- Records -
● ● ● ● ●
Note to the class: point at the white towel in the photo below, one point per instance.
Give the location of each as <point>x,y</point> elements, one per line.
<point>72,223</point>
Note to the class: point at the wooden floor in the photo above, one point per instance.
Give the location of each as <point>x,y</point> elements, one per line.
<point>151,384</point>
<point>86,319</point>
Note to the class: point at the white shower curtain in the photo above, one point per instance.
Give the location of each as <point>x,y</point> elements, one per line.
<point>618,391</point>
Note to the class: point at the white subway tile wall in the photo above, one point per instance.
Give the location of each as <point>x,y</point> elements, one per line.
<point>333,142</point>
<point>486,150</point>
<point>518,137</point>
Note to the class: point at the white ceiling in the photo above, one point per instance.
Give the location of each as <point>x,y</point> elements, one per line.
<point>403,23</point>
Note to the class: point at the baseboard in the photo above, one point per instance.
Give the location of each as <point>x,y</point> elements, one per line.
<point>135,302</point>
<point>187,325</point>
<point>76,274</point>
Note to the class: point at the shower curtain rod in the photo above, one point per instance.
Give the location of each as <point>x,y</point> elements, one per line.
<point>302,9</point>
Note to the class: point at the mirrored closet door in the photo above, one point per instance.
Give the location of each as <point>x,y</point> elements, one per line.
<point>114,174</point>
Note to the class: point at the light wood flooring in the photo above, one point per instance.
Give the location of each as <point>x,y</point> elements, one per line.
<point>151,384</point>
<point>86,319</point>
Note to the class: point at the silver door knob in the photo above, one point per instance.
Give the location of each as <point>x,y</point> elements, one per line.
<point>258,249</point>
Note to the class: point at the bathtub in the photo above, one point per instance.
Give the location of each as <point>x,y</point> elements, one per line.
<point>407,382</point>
● ● ● ● ●
- Short problem -
Copy out the rows from the line containing "Note to the class: point at the white ceiling" through the end of the rows, requests included. Rescale every point coordinate in the answers by multiplying it by 1.35 and rounding to a whole number, with halves rounded up, and leave the numbers in the requests and their format samples unchanged.

- Full answer -
Note to the class: point at the white ceiling in the photo above, one point per instance.
Give the location of each as <point>x,y</point> elements, one per line.
<point>544,31</point>
Note to the class: point at the baseboard in the photo above, one point per instance.
Give the location of each as <point>x,y</point> elements, one per line.
<point>182,408</point>
<point>252,439</point>
<point>103,370</point>
Note to the class: point at the shower curtain rod in the photo above, one point per instance.
Give the location of each as <point>x,y</point> elements, one per line.
<point>408,12</point>
Note to the class: point at the mirrored closet door in the photo above, one point per instance.
Give the location of each as <point>x,y</point> elements, one per line.
<point>154,235</point>
Note to the class: point at the light wood flooring in the photo above, one point per instance.
Give the location of each as <point>x,y</point> elements, one per line.
<point>204,518</point>
<point>116,431</point>
Note to the class: point at the silver door knob in the photo above, one point per instance.
Give the location of each as <point>x,y</point> elements, one per line.
<point>348,336</point>
Note to the class: point at the bathtub in the photo above, one point per instance.
Give the location of each as <point>x,y</point> elements, one per line.
<point>549,516</point>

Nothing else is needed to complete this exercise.